Source records
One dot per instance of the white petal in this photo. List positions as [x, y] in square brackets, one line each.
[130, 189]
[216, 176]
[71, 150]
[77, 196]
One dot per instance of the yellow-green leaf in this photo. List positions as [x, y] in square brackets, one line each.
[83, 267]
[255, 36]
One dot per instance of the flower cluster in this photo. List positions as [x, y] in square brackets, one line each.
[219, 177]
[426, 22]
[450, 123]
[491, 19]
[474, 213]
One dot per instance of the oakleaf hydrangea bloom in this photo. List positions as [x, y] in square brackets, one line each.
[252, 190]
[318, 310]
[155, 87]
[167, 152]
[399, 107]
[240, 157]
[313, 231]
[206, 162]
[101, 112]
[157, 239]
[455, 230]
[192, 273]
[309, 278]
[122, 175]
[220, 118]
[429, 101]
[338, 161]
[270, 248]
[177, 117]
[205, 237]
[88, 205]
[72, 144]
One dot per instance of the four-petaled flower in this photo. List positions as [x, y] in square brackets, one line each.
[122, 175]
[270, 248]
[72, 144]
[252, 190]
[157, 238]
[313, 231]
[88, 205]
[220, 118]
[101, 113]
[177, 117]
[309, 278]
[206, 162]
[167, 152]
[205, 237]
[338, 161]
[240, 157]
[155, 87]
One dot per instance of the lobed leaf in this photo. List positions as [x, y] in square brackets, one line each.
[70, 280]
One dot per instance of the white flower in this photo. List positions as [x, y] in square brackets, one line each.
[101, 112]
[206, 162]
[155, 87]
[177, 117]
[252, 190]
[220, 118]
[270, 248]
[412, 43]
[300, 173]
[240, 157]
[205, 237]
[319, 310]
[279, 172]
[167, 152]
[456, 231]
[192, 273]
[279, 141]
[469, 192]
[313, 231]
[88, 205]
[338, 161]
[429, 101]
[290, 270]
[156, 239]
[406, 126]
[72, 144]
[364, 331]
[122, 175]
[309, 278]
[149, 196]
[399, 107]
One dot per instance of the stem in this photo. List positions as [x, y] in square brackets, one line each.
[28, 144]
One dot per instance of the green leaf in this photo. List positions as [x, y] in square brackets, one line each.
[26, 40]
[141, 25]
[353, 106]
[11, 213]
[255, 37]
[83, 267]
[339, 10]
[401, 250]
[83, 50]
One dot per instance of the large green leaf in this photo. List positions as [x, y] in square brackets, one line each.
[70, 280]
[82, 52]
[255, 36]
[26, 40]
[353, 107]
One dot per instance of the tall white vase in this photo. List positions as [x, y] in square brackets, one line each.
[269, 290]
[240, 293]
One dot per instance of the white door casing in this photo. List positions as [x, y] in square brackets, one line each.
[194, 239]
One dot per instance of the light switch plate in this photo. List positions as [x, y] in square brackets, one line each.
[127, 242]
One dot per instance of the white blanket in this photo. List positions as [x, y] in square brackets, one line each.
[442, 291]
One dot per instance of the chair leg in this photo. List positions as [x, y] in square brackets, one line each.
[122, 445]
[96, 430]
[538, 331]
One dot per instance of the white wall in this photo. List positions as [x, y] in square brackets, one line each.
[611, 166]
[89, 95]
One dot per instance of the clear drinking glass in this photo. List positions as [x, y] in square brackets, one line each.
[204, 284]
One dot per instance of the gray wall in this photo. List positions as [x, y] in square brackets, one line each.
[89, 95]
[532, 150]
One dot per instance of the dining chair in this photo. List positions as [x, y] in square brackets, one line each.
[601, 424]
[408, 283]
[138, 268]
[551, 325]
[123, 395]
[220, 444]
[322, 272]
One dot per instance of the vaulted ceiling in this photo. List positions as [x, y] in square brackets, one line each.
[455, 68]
--
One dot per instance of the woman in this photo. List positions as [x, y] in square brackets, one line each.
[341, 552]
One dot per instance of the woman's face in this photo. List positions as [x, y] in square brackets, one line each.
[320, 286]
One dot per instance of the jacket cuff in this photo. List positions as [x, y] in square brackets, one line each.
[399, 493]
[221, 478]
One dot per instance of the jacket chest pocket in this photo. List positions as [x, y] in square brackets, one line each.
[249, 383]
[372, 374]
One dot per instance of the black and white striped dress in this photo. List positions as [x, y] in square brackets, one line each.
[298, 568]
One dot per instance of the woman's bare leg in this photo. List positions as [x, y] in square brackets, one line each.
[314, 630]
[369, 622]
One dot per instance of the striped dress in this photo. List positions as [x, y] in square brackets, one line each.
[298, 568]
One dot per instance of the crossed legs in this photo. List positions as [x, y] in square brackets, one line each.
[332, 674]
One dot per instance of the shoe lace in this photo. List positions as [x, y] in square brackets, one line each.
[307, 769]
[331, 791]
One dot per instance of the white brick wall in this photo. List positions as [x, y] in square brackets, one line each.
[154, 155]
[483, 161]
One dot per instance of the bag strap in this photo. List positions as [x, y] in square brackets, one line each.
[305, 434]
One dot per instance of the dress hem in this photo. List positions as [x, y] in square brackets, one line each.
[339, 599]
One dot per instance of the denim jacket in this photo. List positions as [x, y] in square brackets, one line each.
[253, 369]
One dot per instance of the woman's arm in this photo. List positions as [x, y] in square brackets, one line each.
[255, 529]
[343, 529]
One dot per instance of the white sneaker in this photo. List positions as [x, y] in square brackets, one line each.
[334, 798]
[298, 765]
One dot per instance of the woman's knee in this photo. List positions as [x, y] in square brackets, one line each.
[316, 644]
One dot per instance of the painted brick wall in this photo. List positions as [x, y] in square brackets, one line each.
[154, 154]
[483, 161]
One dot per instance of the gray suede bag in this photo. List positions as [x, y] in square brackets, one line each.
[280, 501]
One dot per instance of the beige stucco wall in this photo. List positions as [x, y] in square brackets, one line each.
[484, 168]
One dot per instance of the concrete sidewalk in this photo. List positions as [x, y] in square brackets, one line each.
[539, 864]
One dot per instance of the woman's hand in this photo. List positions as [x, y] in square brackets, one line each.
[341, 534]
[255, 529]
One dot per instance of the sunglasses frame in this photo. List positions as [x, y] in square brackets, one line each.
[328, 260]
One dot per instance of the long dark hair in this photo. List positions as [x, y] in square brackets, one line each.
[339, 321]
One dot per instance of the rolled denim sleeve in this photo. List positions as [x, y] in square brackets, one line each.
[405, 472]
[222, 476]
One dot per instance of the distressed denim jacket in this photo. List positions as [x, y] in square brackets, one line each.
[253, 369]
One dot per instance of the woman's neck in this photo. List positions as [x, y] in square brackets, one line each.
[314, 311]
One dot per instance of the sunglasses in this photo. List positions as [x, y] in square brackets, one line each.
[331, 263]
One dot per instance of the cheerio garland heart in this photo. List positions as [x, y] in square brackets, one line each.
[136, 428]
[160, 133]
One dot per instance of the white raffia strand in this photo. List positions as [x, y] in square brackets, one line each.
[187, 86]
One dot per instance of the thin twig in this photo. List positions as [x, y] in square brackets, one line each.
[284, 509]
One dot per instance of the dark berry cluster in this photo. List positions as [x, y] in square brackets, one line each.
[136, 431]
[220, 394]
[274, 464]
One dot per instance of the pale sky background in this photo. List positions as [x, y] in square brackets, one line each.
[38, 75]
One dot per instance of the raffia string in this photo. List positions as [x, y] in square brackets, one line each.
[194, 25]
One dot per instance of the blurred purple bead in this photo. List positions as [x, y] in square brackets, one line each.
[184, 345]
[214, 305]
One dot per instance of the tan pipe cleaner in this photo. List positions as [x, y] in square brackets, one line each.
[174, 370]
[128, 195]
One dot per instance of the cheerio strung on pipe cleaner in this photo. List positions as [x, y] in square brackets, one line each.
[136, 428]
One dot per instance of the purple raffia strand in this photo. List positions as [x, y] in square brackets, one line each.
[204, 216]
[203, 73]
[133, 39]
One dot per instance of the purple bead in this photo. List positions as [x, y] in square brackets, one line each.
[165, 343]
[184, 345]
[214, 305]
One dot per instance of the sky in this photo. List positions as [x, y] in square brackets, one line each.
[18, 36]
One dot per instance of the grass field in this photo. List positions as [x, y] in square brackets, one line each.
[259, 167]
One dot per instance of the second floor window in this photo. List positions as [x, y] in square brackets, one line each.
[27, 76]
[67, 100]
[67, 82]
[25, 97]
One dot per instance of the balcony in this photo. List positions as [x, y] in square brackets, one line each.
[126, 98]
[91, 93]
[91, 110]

Instruction
Please count how many lines in the items above contain the string "cleaner", treating uppercase and lowercase as different, and reply with the number only.

Worked solution
2